RECORDS FOR PROCESSING ▸
┏━━

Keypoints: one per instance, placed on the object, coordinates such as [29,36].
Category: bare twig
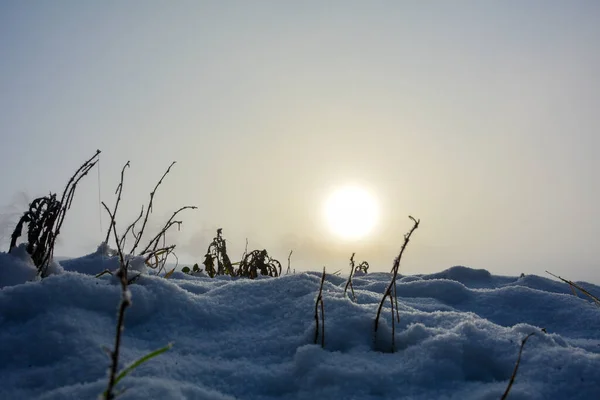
[138,236]
[389,289]
[118,193]
[154,242]
[514,374]
[595,299]
[317,302]
[287,272]
[349,283]
[125,302]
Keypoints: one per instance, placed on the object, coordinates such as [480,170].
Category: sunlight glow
[351,212]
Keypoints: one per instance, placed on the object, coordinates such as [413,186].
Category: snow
[458,336]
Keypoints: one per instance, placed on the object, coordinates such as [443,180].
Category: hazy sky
[478,117]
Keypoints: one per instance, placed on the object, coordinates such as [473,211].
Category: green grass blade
[140,361]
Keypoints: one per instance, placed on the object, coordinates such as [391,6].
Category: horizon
[477,118]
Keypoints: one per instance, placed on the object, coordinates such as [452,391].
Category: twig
[149,209]
[154,242]
[118,193]
[349,283]
[287,272]
[320,300]
[582,290]
[514,374]
[388,290]
[125,302]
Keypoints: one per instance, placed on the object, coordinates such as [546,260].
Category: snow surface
[458,336]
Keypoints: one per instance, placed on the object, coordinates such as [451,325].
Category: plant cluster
[362,267]
[44,219]
[254,263]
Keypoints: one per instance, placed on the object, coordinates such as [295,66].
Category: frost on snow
[458,336]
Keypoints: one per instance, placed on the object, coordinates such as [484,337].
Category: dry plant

┗━━

PROBLEM REQUIREMENTS ▸ Out of the data above, transcribe exactly and only the lines starting with the line that has "Category: hazy sky" and going on through the line that has "such as [451,325].", both included.

EXPECTED ANSWER ▸
Category: hazy sky
[478,117]
Keypoints: one per instance, placed on the object, coordinates such as [473,211].
Category: green grass blade
[140,361]
Keypoints: one per instance, placed on the object, coordinates such as [391,6].
Category: horizon
[477,118]
Keypoints: one per instance, placed on the object, coordinates such as [452,391].
Category: twig
[149,209]
[154,242]
[118,193]
[349,283]
[287,272]
[320,300]
[582,290]
[514,374]
[388,290]
[125,302]
Keypoints: one per instance, placed on the object, coordinates such as [546,260].
Category: snow surface
[458,336]
Keypoints: one per instance, placed on the object, coordinates such as [451,325].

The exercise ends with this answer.